── Source text ──

As another example of the long historical arc of the civil rights moment, a movement Baldwin saw as having failed to achieve many of its objectives, we would do well to look at voter suppression initiatives currently being spearheaded by Republican legislatures in the US. As of May 2021, there are more than 360 bills at the state level aiming to make it more difficult for people to vote. That the obstacles to democracy envisioned by these bills disproportionately affect people of colour is, sadly, not surprising. In 1963 Baldwin participated in voter registration drives in the US South; these were grassroots initiatives mounted against entrenched white supremacy to expand the franchise and give more Black people the chance to exercise their constitutionally guaranteed right. Nearly 80 years later, the same fights over who gets a chance to participate in democracy – in the putative global ideal of democracy no less – are still being waged.
Ord&Bild: Maybe there is more to say about the complexity of Baldwin and his work that contrasts to what has been magnified in social media? But there might be something entirely different that you want to bring into the discussion.

───
── Entries provided ──

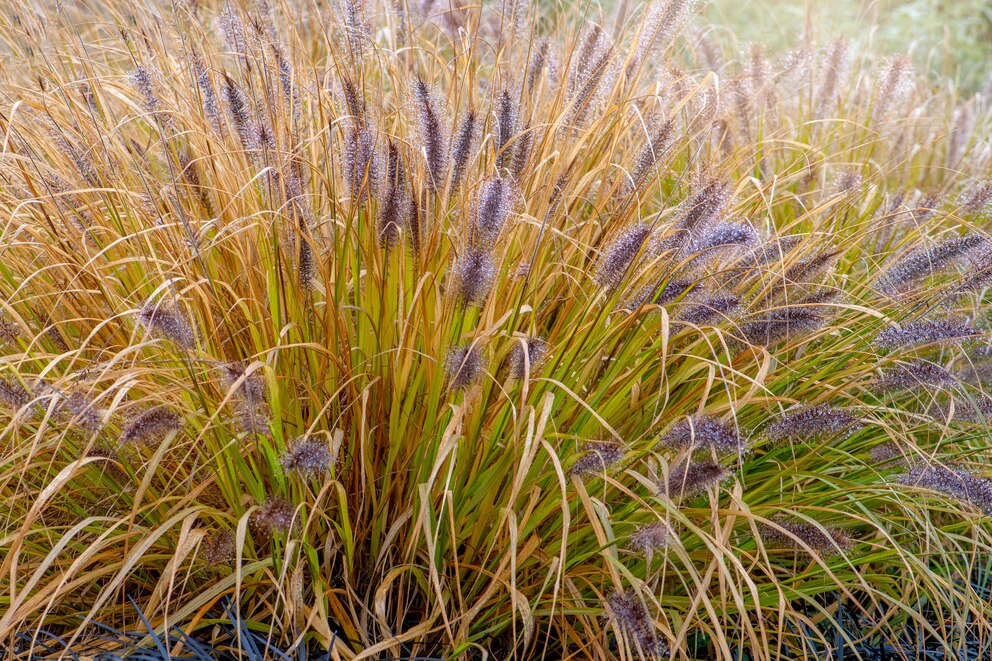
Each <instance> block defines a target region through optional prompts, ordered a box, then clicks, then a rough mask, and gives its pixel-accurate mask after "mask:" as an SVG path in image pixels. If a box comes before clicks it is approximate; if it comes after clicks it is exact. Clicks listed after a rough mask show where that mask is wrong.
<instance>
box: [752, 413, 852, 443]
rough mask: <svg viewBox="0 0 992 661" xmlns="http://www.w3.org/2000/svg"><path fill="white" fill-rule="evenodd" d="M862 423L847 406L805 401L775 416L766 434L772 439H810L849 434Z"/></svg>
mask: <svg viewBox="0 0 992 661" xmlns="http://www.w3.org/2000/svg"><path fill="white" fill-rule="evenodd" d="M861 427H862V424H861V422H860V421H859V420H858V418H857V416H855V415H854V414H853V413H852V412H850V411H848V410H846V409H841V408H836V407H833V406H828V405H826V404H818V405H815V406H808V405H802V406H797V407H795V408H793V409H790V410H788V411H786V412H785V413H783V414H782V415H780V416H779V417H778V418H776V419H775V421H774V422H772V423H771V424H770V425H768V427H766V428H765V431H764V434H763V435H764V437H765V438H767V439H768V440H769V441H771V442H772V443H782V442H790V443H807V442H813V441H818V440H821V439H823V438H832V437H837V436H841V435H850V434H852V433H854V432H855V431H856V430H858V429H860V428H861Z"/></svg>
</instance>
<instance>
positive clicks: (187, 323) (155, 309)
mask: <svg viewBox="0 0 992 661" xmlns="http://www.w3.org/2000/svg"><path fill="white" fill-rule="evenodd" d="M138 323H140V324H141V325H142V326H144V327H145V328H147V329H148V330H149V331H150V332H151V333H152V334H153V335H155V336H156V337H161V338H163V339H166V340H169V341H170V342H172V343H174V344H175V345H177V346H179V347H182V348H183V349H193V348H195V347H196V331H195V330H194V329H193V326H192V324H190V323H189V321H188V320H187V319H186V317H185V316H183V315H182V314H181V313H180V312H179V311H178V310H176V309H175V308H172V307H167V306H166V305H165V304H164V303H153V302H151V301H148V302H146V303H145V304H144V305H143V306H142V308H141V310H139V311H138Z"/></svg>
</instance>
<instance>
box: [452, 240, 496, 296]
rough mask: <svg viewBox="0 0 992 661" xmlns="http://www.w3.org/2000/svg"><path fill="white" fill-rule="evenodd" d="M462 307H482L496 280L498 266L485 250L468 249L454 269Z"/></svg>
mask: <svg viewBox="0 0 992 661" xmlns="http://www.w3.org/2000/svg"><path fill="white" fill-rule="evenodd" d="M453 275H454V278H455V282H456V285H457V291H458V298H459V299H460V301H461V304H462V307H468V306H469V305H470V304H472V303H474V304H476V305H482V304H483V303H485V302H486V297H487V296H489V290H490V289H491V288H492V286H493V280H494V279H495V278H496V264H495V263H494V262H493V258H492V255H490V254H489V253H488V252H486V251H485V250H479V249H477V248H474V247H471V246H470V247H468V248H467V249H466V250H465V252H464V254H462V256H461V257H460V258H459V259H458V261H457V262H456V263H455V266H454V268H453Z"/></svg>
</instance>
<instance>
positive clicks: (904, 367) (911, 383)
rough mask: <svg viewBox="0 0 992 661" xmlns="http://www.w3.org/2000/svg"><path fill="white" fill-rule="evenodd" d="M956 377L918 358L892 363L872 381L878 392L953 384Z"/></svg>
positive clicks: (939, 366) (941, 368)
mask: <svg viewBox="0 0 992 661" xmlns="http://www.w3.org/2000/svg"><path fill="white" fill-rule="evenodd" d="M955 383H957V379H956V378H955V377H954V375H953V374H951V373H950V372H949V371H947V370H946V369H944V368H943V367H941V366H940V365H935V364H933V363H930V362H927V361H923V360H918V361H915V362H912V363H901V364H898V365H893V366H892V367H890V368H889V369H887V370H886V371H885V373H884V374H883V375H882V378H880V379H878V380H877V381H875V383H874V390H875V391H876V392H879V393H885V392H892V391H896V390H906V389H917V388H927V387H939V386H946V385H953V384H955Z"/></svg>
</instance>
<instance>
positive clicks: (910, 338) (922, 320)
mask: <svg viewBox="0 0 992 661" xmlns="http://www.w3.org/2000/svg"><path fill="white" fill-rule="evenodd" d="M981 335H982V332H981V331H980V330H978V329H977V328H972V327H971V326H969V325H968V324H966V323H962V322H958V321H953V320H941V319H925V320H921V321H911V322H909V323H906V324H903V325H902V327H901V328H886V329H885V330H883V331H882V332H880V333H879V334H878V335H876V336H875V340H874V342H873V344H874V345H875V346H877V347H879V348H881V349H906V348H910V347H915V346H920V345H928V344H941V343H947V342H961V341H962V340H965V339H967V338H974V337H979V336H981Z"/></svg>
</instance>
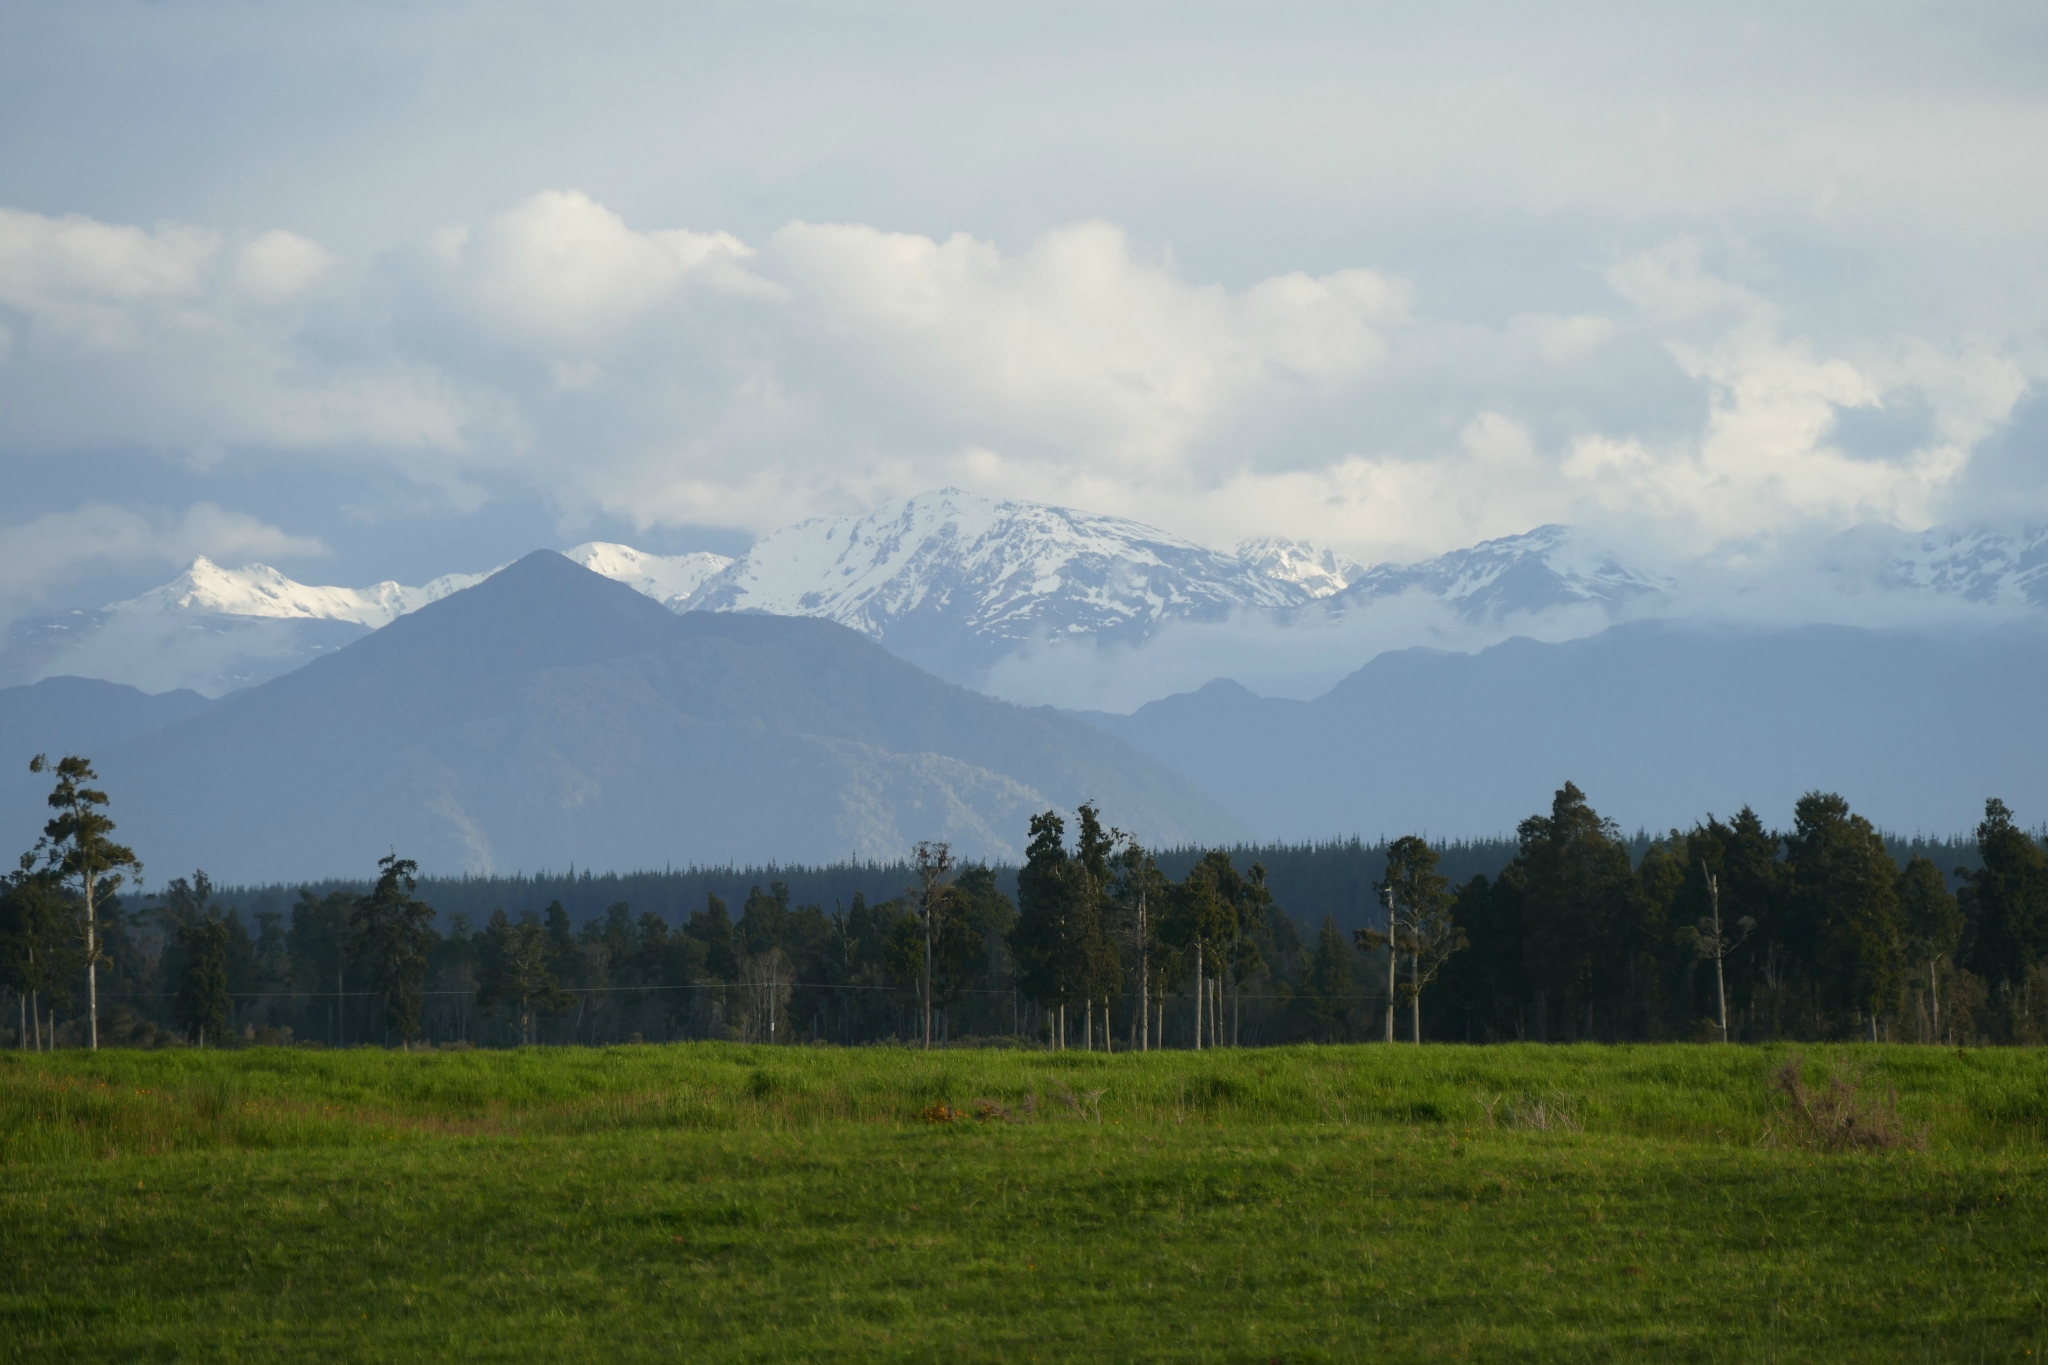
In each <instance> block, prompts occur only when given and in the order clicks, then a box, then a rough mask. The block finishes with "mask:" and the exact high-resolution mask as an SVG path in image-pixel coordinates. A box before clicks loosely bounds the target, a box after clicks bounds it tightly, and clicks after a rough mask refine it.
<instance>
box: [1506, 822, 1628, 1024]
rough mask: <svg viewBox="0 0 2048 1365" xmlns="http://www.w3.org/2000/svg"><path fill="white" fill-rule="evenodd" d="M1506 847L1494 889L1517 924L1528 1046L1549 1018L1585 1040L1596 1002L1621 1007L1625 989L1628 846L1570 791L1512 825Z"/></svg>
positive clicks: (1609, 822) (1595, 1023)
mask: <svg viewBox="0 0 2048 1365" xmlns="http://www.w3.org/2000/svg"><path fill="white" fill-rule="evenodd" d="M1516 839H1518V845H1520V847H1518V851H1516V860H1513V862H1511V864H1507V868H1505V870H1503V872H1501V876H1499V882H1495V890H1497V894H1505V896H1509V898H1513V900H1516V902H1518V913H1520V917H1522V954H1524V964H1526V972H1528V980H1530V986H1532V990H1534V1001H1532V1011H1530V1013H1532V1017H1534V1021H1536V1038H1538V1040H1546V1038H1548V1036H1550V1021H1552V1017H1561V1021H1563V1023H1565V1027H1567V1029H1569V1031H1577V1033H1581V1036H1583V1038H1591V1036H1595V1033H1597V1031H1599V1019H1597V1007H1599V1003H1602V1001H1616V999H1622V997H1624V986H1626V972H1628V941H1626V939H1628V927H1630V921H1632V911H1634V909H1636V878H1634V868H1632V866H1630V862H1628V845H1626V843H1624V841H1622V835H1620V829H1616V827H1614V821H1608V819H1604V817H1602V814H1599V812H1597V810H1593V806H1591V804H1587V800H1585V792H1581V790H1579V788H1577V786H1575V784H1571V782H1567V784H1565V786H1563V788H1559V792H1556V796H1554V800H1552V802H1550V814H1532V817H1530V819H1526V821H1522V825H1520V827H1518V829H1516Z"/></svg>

───

Activities =
- a) Decide whether each statement below agrees with the passage on Baldwin, answering yes or no and quoting the words of the passage that decide it. (i) As of May 2021, more than 360 state-level bills aim to make voting more difficult. (ii) In 1963 Baldwin took part in voter registration drives in the US North. (iii) Baldwin saw the civil rights movement as having achieved all of its objectives.
- b) Repeat word for word everything in the passage on Baldwin from "Ord&Bild: Maybe there" down to "into the discussion.".

Answers for the tasks =
- a)
(i) Yes: "As of May 2021, there are more than 360 bills at the state level aiming to make it more difficult for people to vote."
(ii) No: "In 1963 Baldwin participated in voter registration drives in the US South"
(iii) No: "a movement Baldwin saw as having failed to achieve many of its objectives"

- b)
Ord&Bild: Maybe there is more to say about the complexity of Baldwin and his work that contrasts to what has been magnified in social media? But there might be something entirely different that you want to bring into the discussion.